What is being asked: Set down, word for word, the stretch of the news excerpt below about Robin Williams' widow that runs from "Susan Williams says" to "for his suicide.".

Page extract:
Susan Williams says the actor was suffering from both Parkinson’s disease and Lewy body dementia.

ABC News / YouTube

ROBIN WILLIAMS’ WIDOW says his medical afflictions would have claimed his life within three years and that she doesn’t blame him for his suicide.

Susan William said the actor-comedian had not only been diagnosed with Parkinson’s disease, a progressive movement disorder, a few months before his death, but also that a coroner’s report found signs of Lewy body dementia, a difficult-to-diagnose condition that leads to a decline in thinking and reasoning abilities.

That may have contributed to the anxiety and depression for which he was treated in his last months, and that likely played a role in his August 2014 suicide by hanging.

Though there were many reasons why he ended his life, she said, it may have all come down to one: “I think he was just saying, ‘No.’ And I don’t blame him one bit.”

She called him “the bravest man I’ve ever known.”

Williams’ symptoms began in November 2013, she said in an interview that aired Tuesday on ABC’s “Good Morning America.” They included stomach pain, constipation, urinary trouble and sleeplessness.

Extracted information:
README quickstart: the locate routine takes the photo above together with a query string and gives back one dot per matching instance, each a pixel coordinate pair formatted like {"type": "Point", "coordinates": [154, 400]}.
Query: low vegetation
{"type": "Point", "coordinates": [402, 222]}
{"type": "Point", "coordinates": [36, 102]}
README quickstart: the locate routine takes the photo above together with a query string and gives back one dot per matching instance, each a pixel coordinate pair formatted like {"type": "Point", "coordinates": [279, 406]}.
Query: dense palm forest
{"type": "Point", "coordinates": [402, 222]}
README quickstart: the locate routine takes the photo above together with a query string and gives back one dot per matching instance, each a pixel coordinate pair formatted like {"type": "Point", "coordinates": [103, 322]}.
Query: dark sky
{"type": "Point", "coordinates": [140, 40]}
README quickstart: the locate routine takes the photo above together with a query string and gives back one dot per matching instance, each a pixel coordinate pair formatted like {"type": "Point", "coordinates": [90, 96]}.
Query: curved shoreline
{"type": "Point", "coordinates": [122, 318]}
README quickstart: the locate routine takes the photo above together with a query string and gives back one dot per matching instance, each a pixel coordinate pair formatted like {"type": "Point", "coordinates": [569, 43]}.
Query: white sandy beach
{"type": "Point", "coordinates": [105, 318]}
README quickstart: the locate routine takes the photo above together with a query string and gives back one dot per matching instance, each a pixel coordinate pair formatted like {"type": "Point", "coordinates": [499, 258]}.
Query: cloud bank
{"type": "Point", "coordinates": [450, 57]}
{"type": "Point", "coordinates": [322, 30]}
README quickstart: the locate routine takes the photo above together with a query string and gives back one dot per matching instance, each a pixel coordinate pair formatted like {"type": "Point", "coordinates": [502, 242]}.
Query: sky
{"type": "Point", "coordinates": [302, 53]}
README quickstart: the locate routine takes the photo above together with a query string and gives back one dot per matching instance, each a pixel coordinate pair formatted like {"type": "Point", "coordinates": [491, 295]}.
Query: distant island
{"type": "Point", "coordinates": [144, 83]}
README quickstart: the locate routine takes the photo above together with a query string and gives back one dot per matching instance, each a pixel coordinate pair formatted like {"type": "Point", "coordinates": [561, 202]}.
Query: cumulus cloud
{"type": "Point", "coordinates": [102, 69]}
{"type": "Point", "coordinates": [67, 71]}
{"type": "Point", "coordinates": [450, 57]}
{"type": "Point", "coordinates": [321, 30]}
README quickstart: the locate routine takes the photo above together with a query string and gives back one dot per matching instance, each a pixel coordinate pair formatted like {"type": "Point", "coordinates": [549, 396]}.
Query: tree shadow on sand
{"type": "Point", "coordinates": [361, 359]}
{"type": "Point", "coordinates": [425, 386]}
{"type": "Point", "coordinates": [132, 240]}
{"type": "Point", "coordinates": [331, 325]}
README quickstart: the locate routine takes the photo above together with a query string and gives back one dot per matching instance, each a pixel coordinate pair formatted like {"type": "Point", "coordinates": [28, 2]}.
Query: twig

Result of the exercise:
Susan Williams says the actor was suffering from both Parkinson’s disease and Lewy body dementia.

ABC News / YouTube

ROBIN WILLIAMS’ WIDOW says his medical afflictions would have claimed his life within three years and that she doesn’t blame him for his suicide.